> **Objectives**:
[A] Using the Complicite design account, answer each of these on its own line:
(i) Which Shakespeare play did the 2004 show adapt?
(ii) What were the dimensions of the raked stage?
(iii) Which mathematician was the late-2007 project about?
[B] Reproduce the part of the Complicite design account starting at "Design Process" and ending at "name a few.".

Back in 2004, I designed my first show for Simon McBurney's company Complicite at London's National Theatre. It was an adaptation of Shakespeare's Measure for Measure. I knew a fair bit about the company's previous work out of professional interest and of Simon's fondness of putting everyday technology into his productions. It all makes sense to me, because there are good reasons why we should try to use the technology that surrounds us everyday at home or at work or between the two in theatre. For one thing, it may allow a contemporary audience to relate to classical themes and plays that have been staged for centuries. Back then, we rehearsed and devised for 10 weeks plus two weeks of technical rehearsal.

I had an assistant who programmed the SAMSC Designs — back then, High End Systems — Catalyst system for me (on the first tour, it was Ian Galloway and then Finn Ross on the second, both associates of my company, Mesmer) and paid attention to the events in the rehearsal room, when I researched, filmed, photographed, composited, and worked out the projection system design. Everybody in this field works a little differently, but I choose the tools that deliver my work because they are integral to the way my designs work and look. In 2004, we ended up with a 30' by 30' raked stage that served as a canvas for projections and lighting effects. At the upstage end of the rake rose a sliced plastic curtain roughly of the same width as the stage for back projection. Then there were a couple of monitors and a total of eight video cameras that were fed into a few Catalyst media servers for realtime manipulation. There was no other scenery apart from a few props, a carpet, and chairs. All got programmed on my trusty High End Systems Wholehog 2 PC with programmer wing. The show went to tour Europe twice and also went to India. I felt that, in this production, technology was used conscientiously and adequately to help tell a story and never as a means to its own end, exactly what I hoped for and why I decided to do what I do for a living.

Subsequently, Simon and I worked on a couple of smaller projects until late in 2007, when he asked me to design his new, yet unnamed project about an Indian mathematician called Ramanujan, who struck up a unique friendship and collaboration with a Cambridge Don called Thomas Hardy in the early 20th century. Ramanujan is now recognized as a mathematical genius who still mystifies scholars because of the unorthodox ways in which he arrived at his results. Notably, he never submitted proofs.

Design Process

Based on the previous experience with Complicite, I had a process in place and roughly knew that I was going to give my life over to this show for three months minimum. The important difference between this collaboration and that of past projects was the fact that it was going to be completely devised. This means the show is created from scratch in the rehearsal room. We gathered lots of books, visual reference materials, listened, and watched guest speakers from various related areas like pure mathematics, musical theory, and southern India, to name a few.

> **Dataset excerpt**:
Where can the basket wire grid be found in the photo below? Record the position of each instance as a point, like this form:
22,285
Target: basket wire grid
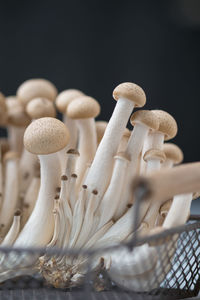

> **Answers to the exercise**:
[A]
(i) Measure for Measure
(ii) 30' by 30'
(iii) Ramanujan

[B]
Design Process

Based on the previous experience with Complicite, I had a process in place and roughly knew that I was going to give my life over to this show for three months minimum. The important difference between this collaboration and that of past projects was the fact that it was going to be completely devised. This means the show is created from scratch in the rehearsal room. We gathered lots of books, visual reference materials, listened, and watched guest speakers from various related areas like pure mathematics, musical theory, and southern India, to name a few.